## ASSIGNED TASK
Copy every record word for word. The images stay behind.

## RECORDS FOR PROCESSING
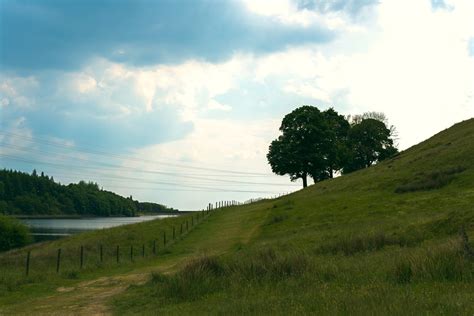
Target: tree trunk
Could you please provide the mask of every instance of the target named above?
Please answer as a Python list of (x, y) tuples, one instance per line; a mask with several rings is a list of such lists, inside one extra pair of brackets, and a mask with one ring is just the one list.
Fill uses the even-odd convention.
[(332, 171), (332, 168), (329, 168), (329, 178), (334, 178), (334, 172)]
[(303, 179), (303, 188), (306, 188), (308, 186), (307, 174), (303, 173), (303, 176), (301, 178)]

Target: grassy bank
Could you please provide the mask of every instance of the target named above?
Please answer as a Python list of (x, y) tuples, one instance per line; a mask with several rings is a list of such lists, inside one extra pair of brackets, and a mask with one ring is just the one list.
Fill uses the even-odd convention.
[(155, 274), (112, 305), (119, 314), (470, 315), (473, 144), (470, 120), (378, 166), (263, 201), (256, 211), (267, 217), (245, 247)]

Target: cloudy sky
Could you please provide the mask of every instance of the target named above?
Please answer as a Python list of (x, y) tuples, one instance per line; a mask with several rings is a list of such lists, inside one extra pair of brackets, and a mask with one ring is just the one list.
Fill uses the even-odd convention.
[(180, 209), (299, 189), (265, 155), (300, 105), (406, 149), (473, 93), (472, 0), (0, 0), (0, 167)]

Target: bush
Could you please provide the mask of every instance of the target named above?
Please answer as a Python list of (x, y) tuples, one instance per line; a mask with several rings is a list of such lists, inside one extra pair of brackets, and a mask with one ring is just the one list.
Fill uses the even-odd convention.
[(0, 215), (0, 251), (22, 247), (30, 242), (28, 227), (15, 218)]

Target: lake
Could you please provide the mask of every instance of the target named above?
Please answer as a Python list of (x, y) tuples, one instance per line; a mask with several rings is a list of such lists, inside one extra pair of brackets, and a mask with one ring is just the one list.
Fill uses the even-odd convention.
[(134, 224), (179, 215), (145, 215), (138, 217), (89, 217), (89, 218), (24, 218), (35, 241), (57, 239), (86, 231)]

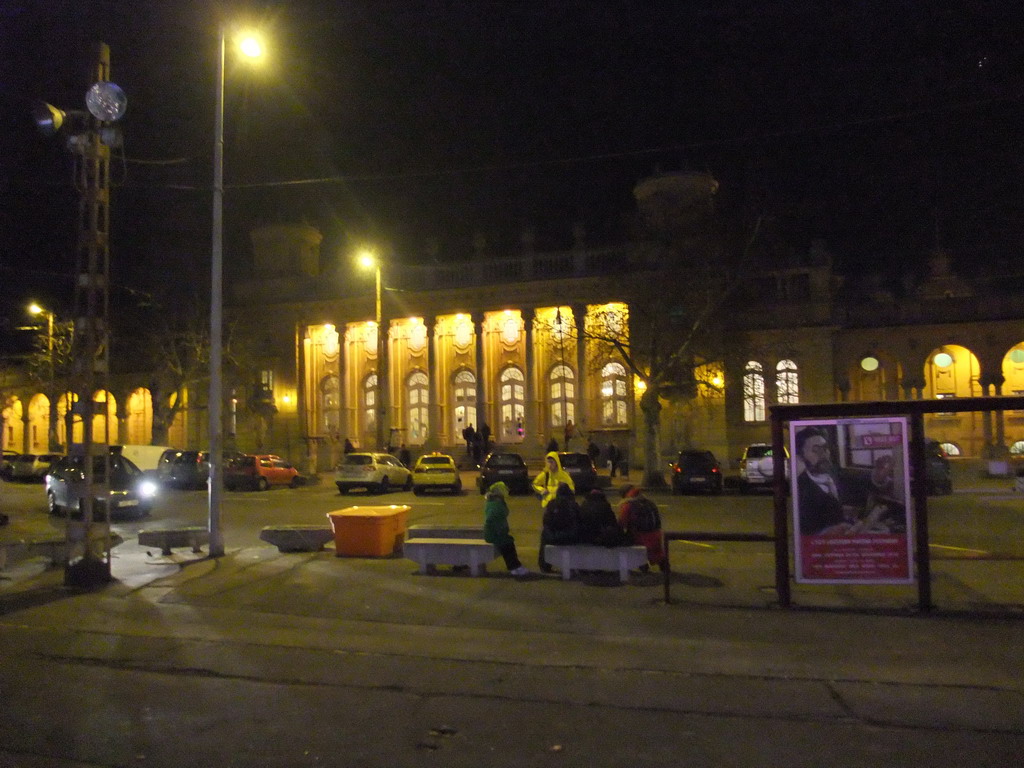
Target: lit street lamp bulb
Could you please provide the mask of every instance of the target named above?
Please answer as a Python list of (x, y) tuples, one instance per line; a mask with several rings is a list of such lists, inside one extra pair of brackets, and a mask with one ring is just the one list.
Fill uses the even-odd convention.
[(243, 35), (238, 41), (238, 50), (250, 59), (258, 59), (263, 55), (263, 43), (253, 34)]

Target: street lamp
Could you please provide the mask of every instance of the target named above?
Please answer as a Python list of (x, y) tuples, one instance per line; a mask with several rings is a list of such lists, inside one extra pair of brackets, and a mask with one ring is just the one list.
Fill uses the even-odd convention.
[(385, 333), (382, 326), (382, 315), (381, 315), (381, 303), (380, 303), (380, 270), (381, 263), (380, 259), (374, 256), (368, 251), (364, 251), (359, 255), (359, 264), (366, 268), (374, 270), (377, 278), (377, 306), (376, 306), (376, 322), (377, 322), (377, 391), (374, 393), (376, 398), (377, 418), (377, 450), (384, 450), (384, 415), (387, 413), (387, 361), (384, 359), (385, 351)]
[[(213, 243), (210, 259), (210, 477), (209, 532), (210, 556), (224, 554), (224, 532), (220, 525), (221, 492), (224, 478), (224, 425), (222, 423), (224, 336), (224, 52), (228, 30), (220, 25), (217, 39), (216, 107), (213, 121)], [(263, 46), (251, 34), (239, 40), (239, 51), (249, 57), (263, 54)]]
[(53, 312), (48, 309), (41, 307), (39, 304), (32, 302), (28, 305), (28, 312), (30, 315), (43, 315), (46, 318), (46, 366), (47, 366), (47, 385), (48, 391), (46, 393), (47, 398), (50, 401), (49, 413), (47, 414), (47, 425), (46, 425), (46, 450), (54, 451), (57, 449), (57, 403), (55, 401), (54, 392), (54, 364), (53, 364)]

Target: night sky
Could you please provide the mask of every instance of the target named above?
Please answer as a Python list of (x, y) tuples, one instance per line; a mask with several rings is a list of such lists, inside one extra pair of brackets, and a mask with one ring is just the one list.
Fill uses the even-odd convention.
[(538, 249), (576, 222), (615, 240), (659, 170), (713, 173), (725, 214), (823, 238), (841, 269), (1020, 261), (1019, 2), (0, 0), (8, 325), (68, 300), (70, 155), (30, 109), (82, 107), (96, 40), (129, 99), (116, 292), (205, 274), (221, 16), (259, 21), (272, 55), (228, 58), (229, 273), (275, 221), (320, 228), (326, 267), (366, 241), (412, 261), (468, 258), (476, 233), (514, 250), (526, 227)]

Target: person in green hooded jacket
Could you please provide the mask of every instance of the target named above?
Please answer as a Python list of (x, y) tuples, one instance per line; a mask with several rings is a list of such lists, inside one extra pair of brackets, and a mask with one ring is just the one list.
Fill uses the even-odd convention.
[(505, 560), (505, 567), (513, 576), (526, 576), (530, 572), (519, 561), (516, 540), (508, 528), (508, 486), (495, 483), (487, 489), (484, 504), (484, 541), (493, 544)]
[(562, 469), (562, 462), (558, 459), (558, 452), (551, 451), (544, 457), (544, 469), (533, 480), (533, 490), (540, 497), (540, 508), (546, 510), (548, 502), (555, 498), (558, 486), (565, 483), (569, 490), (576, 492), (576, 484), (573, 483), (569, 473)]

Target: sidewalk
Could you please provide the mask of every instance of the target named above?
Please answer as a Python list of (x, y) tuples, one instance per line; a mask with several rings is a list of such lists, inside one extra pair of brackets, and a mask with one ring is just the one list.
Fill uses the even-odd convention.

## EXERCISE OUTPUT
Target: tree trunk
Could you please provide the mask of every instance of the target named above?
Please answer as a Python list of (x, y) tuples, one instance per line; a mask with several rings is a list of such lists, inside one extra pair of brackets, and a mask with one ring is just the one list.
Fill uses the even-odd convention.
[(332, 171), (332, 168), (329, 168), (329, 178), (334, 178), (334, 172)]
[(303, 179), (303, 188), (306, 188), (308, 186), (307, 174), (303, 173), (303, 176), (301, 178)]

Target: grassy bank
Could you please provide the mask of every instance of the target named above?
Please answer as a Python list of (x, y) tuples, one instance per line; a mask with several rings is a list of such lists, inside one extra pair of brackets, and a mask with one ring is just the one list.
Fill uses the even-odd convention.
[(155, 274), (112, 305), (119, 314), (470, 315), (473, 144), (470, 120), (378, 166), (263, 201), (256, 211), (267, 217), (245, 247)]

Target: cloudy sky
Could you please provide the mask of every instance of the target named above?
Please answer as a Python list of (x, y) tuples, one instance per line; a mask with several rings is a list of such lists, inside one extra pair of brackets, and a mask with one ring is just the one list.
Fill uses the even-odd convention.
[(180, 209), (299, 189), (265, 155), (300, 105), (406, 149), (473, 93), (472, 0), (0, 0), (0, 167)]

Target: bush
Could you please provide the mask of every instance of the target named above?
Please answer as a Python list of (x, y) tuples, one instance per line; a mask with several rings is a list of such lists, inside one extra pair of brackets, and a mask with one ring is just the one list.
Fill uses the even-odd convention.
[(0, 215), (0, 251), (22, 247), (30, 242), (28, 227), (15, 218)]

Target: lake
Could you please provide the mask of every instance of the target named above?
Please answer as a Python list of (x, y) tuples, one instance per line; a mask with several rings is a list of such lists, inside one extra pair of brackets, and a mask with one ring is just the one list.
Fill uses the even-odd convention.
[(134, 224), (179, 215), (145, 215), (138, 217), (89, 217), (89, 218), (24, 218), (35, 241), (57, 239), (86, 231)]

Target: lit street lamp bulb
Could you please provide the mask of every instance of the target named above?
Please answer as a Python list of (x, y) tuples, one instance per line; a mask with several rings is a list of such lists, inside one extra pair of brackets, and a mask with one ring is just the one list.
Fill uses the even-odd convention.
[(243, 35), (238, 41), (238, 50), (250, 59), (258, 59), (263, 55), (263, 43), (253, 34)]

Target: street lamp
Could you please provide the mask of every instance of the target named above?
Please answer as a Python list of (x, y) tuples, one instance per line; a mask with several rings is a list of such lists, inside one extra pair of brackets, and a mask with one ring is just the one list.
Fill uses the even-odd convention.
[(385, 333), (382, 326), (382, 315), (381, 315), (381, 303), (380, 303), (380, 270), (381, 263), (380, 259), (374, 256), (368, 251), (364, 251), (359, 255), (359, 264), (366, 268), (374, 270), (377, 278), (377, 306), (376, 306), (376, 322), (377, 322), (377, 391), (374, 393), (376, 398), (377, 418), (377, 450), (384, 450), (384, 415), (387, 413), (387, 361), (384, 359), (385, 351)]
[[(213, 243), (210, 259), (210, 477), (209, 532), (210, 556), (224, 554), (224, 532), (220, 525), (221, 492), (224, 478), (224, 425), (222, 423), (224, 336), (224, 52), (228, 30), (220, 25), (217, 39), (216, 107), (213, 121)], [(263, 46), (251, 34), (239, 40), (239, 51), (249, 57), (263, 54)]]
[(53, 312), (48, 309), (41, 307), (39, 304), (32, 302), (28, 305), (28, 312), (30, 315), (43, 315), (46, 318), (46, 366), (47, 366), (47, 385), (48, 391), (46, 393), (47, 398), (50, 401), (49, 413), (47, 414), (47, 425), (46, 425), (46, 450), (54, 451), (57, 449), (57, 403), (55, 401), (54, 392), (54, 364), (53, 364)]

Target: night sky
Could you please provide the mask of every instance of the target named above?
Please answer as a Python list of (x, y) tuples, one instance per line; a mask with several rings is a list of such lists, inside one extra pair of brackets, and a mask with one ring is just the one list.
Fill uses the even-odd convention.
[(538, 249), (576, 222), (615, 240), (659, 170), (713, 173), (725, 214), (823, 238), (841, 269), (1020, 261), (1019, 2), (0, 0), (8, 325), (68, 300), (70, 155), (30, 109), (82, 107), (96, 40), (129, 99), (116, 292), (205, 274), (221, 16), (259, 21), (272, 55), (228, 58), (229, 273), (275, 221), (320, 228), (326, 267), (366, 241), (412, 261), (468, 258), (476, 233), (514, 250), (526, 227)]

Target: person in green hooded jacket
Could you please provide the mask of every instance of the target named above?
Please answer as a Python list of (x, y) tuples, one instance per line; a mask with several rings is a list of such lists, inside one extra pair of brackets, and a mask with one ring is just the one list.
Fill uses the even-odd convention.
[(505, 560), (505, 567), (513, 576), (526, 576), (530, 572), (519, 561), (516, 540), (508, 528), (508, 486), (495, 483), (487, 489), (484, 504), (484, 541), (493, 544)]
[(562, 469), (562, 462), (558, 459), (558, 452), (551, 451), (544, 457), (544, 469), (533, 480), (533, 490), (540, 497), (540, 508), (546, 510), (548, 502), (555, 498), (558, 486), (565, 483), (569, 490), (576, 492), (576, 484), (573, 483), (569, 473)]

Target: sidewalk
Could you please provide the mask of every instance of the target named above?
Please answer as a Python list of (x, y) tuples, one instance per line; a mask with several rings is a list of such lists, inside one extra pair of brackets, and a mask with one ring is just the one list.
Fill uses the even-odd convention.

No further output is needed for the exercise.